» **Условия задания**
• A. Ответьте на вопросы по отрывку о «В. Н.»:
(i) Сколько соблазнов должен будет преодолеть смельчак?
(ii) Кто станет искушать его этими соблазнами?
(iii) Над каким вопросом, по словам автора, «В. Н.» оставил нас обреченно биться?
• B. Продолжите отрывок о «В. Н.» после его последнего предложения.

Уверен, это не удалось бы и любому другому следопыту, вздумай он разгадать тайну «В. Н.» и запечатлеть его цельный и законченный облик. Боюсь, такому смельчаку придется нелегко. Он должен будет преодолеть тысячу соблазнов, которыми его станет искушать демон поспешных и однозначных ответов, а в конце концов ему откроется перспектива умножающихся до бесконечности отражений или же круговерть калейдоскопически сменяющих друг друга личин, одна из которых лишь на мгновенье покажется истинным лицом великого мага и мистификатора, открывшего нам новые миры, но все сделавшего, чтобы скрыть от посторонних глаз вселенную своего «я», оставившего нас обреченно биться над неразрешимым вопросом.

(Фрагменты данных)
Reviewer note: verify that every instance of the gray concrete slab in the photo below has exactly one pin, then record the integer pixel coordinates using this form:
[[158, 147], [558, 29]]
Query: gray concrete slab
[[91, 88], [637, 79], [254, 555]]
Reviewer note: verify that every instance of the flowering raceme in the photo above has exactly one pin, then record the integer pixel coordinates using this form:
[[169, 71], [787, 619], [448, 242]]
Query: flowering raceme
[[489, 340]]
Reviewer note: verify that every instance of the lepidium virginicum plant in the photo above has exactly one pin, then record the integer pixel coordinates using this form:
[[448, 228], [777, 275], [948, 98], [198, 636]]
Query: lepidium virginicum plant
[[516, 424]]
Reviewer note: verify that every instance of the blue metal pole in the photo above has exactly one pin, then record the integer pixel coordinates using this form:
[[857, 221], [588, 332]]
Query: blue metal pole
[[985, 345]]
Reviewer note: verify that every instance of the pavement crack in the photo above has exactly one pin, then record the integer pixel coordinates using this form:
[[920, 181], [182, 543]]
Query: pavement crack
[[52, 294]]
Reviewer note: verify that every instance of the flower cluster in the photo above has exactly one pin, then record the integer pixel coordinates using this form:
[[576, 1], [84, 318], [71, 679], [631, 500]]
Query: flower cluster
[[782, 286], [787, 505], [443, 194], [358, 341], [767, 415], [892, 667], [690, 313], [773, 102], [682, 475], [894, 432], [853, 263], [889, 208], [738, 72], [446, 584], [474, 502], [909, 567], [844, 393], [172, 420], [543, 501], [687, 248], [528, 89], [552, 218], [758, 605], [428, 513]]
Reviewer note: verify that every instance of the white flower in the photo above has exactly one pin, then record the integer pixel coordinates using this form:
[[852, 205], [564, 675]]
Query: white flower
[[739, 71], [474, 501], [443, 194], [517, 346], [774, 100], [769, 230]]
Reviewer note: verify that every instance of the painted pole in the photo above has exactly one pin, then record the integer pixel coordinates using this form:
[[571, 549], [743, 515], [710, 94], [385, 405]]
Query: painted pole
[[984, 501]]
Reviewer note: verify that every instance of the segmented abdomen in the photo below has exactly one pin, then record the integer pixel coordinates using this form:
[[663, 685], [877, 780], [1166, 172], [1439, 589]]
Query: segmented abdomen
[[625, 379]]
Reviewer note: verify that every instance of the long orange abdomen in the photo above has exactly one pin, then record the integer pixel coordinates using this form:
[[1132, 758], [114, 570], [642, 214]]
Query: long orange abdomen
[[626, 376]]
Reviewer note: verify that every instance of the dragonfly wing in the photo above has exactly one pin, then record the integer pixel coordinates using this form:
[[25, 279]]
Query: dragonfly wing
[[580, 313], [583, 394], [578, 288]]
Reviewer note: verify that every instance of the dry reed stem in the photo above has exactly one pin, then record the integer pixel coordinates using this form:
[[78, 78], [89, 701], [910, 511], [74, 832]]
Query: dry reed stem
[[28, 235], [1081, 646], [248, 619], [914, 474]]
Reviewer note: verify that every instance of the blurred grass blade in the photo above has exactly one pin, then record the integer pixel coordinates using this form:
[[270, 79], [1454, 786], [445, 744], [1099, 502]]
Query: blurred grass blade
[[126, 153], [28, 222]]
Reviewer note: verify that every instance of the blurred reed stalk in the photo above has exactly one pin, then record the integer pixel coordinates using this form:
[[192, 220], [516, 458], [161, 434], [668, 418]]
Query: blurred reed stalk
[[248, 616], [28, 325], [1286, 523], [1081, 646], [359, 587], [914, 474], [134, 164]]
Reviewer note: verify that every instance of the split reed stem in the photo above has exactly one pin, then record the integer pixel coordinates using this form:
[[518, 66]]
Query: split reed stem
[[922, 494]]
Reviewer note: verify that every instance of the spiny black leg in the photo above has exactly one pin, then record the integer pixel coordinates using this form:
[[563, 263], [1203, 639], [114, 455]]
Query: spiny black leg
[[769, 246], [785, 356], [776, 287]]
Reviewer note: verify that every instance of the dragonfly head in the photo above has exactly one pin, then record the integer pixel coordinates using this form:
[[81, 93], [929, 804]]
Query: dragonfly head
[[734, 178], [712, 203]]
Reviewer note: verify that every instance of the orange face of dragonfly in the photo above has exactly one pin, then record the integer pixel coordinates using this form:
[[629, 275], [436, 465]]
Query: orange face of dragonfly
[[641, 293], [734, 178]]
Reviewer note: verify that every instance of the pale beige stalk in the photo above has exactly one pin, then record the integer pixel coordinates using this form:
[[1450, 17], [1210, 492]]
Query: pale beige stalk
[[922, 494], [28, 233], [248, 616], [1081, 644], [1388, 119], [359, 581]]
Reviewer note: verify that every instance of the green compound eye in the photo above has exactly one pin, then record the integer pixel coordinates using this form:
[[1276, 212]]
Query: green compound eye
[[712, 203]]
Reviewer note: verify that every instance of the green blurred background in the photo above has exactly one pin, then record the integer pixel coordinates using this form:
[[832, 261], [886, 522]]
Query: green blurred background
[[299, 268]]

» **Ваши ответы**
• A.
(i) Тысячу.
(ii) Демон поспешных и однозначных ответов.
(iii) Над неразрешимым вопросом.

• B.
Кто он, этот хитроумный Протей? Фокусник от литературы, ошеломляющий читателя каскадом изысканных словесных трюков и сюжетных головоломок, или философ-метафизик, пытающийся высмотреть «луч личного среди безличной тьмы по обе стороны жизни»? Язвительный сатирик, безжалостный препаратор человеческих пороков и слабостей, по-флоберовски бесстрастно подходящий к людям как к «мастодонтам и крокодилам» (и заспиртовывающий в своих книгах целые армии самодовольных пошляков и тупиц), или же тонкий лирик, воспевающий земную красоту, счастье любви и творчества? «Одинокий король», ищущий уединения и гордо презирающий почести и литературную славу, или же тщеславный ревнивец, досадующий на ее отсутствие, обрушивающий бурный ливень цианистой критики на литературных недругов и соперников, постоянно поддерживающий интерес к собственной персоне эпатажными заявлениями и эффектными декларациями?
Пожалуй, и то, и другое, и третье, и десятое, и двадцать пятое — и еще то, непонятное и неразличимое нами, что предстоит понять и в должной мере оценить будущим поколениям.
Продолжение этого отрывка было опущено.